◆ **Exercise task**:
Swap "stone base" for "granite plinth" throughout the stretch from the line containing "monument, one per instance" through the end of the items. Leave everything else in those lines unchanged, and give only that stretch.

◆ **Records for processing**:
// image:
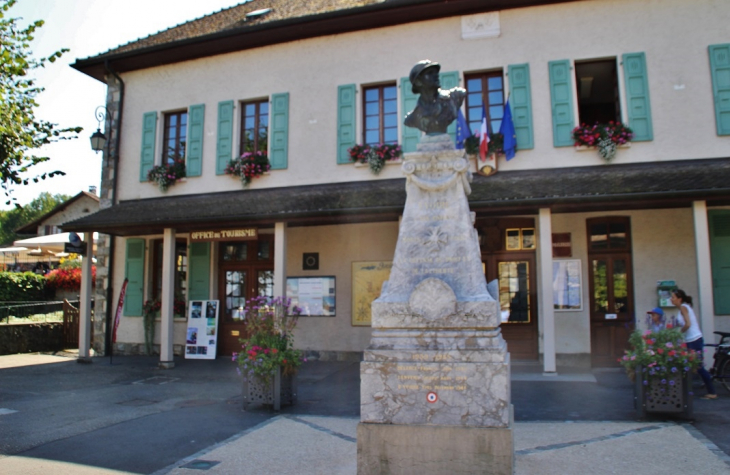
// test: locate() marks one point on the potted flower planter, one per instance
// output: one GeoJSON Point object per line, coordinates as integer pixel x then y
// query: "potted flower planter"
{"type": "Point", "coordinates": [669, 395]}
{"type": "Point", "coordinates": [277, 390]}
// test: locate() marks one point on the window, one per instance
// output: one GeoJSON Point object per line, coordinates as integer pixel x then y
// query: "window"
{"type": "Point", "coordinates": [380, 109]}
{"type": "Point", "coordinates": [485, 89]}
{"type": "Point", "coordinates": [175, 137]}
{"type": "Point", "coordinates": [597, 87]}
{"type": "Point", "coordinates": [181, 270]}
{"type": "Point", "coordinates": [254, 126]}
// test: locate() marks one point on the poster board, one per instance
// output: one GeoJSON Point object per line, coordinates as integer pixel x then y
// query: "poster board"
{"type": "Point", "coordinates": [201, 336]}
{"type": "Point", "coordinates": [314, 295]}
{"type": "Point", "coordinates": [367, 283]}
{"type": "Point", "coordinates": [567, 285]}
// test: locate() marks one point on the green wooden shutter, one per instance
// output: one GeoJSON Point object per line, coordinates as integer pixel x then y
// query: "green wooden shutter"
{"type": "Point", "coordinates": [720, 68]}
{"type": "Point", "coordinates": [199, 271]}
{"type": "Point", "coordinates": [279, 131]}
{"type": "Point", "coordinates": [521, 104]}
{"type": "Point", "coordinates": [149, 129]}
{"type": "Point", "coordinates": [134, 272]}
{"type": "Point", "coordinates": [450, 80]}
{"type": "Point", "coordinates": [194, 146]}
{"type": "Point", "coordinates": [224, 147]}
{"type": "Point", "coordinates": [720, 256]}
{"type": "Point", "coordinates": [561, 95]}
{"type": "Point", "coordinates": [637, 96]}
{"type": "Point", "coordinates": [410, 136]}
{"type": "Point", "coordinates": [346, 120]}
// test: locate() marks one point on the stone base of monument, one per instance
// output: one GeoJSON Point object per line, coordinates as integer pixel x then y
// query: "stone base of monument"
{"type": "Point", "coordinates": [434, 450]}
{"type": "Point", "coordinates": [435, 379]}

◆ **Worked solution**:
// test: locate() marks one point on the granite plinth of monument, one per instance
// output: one GeoJSON Point object per line, coordinates as integer pixel x then y
// query: "granite plinth of monument"
{"type": "Point", "coordinates": [434, 450]}
{"type": "Point", "coordinates": [435, 379]}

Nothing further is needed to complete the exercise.